== Action item ==
All lines in the material below that contain "rock" should be located and copied.

== Data shown ==
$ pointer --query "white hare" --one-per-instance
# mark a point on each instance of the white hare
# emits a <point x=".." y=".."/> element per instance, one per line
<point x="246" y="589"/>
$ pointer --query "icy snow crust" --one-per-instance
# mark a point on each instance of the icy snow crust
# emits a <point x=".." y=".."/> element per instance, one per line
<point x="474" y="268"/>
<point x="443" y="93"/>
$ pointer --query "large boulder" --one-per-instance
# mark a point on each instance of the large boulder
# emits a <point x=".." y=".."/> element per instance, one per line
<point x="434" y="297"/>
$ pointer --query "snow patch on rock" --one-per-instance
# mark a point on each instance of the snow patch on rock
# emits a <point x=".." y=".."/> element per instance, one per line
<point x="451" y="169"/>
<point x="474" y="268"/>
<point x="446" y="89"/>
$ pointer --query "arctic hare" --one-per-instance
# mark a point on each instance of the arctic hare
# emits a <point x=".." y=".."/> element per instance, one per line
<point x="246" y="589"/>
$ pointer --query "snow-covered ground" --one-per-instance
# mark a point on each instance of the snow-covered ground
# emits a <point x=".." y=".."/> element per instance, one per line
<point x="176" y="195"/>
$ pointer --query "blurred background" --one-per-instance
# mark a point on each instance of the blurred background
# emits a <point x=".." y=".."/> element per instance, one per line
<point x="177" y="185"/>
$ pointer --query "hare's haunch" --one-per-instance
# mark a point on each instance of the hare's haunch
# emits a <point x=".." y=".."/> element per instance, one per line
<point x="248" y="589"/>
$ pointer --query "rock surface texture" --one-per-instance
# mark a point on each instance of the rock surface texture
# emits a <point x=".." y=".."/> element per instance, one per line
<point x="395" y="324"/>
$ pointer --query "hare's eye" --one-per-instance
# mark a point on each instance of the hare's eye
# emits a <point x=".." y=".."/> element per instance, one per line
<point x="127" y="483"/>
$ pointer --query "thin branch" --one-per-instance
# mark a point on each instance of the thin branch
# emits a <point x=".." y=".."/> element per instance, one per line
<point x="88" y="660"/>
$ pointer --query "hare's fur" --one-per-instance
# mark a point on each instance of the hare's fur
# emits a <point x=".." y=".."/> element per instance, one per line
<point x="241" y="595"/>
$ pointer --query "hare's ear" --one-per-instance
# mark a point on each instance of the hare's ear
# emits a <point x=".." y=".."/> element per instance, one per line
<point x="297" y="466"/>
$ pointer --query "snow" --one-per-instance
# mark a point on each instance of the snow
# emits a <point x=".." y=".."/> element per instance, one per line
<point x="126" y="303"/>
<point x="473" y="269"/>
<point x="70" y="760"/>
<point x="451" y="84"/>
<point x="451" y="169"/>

== Worked solution ==
$ pointer --query "snow patch on rock" --one-per-instance
# mark a point on each instance of the snow patch on rock
$ pointer --query "rock surface texture" --one-per-instance
# mark a point on each instance of the rock surface texture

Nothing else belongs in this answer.